> _EXERCISE DIRECTIONS_
Arrange every line of the records below as a Markdown table with the columns Row and Line, numbering the rows in order and leaving out blank lines.
=====
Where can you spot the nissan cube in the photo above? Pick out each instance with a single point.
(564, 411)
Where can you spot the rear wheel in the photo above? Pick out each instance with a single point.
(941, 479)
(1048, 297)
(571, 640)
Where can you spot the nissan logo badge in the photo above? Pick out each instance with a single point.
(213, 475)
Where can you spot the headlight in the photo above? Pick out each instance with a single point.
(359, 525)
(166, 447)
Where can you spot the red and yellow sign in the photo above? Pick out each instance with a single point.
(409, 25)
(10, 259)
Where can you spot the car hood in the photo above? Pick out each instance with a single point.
=====
> _RESULT FOR THIS EXERCISE_
| Row | Line |
|---|---|
| 1 | Where can you spot the nissan cube in the photo above? Pick out each instance with a single point. |
| 2 | (564, 411) |
| 3 | Where can you spot the rear wheel in the photo above? Pick out each instance with a single point. |
| 4 | (941, 479) |
| 5 | (1048, 297) |
| 6 | (571, 640) |
| 7 | Where can you spot the nissan logo badge in the photo above? Pick out each instance with a single point. |
| 8 | (213, 475) |
| 9 | Where can you spot the headlight in the photo above? Pick out each instance with a single point. |
| 10 | (359, 525) |
| 11 | (166, 447) |
| 12 | Where can you spot the red and yellow sign in the photo above? Pick out each instance with a single point. |
| 13 | (409, 25) |
| 14 | (10, 259) |
| 15 | Where can you spot the car hood in the photo above? Pick out each instance with a single point. |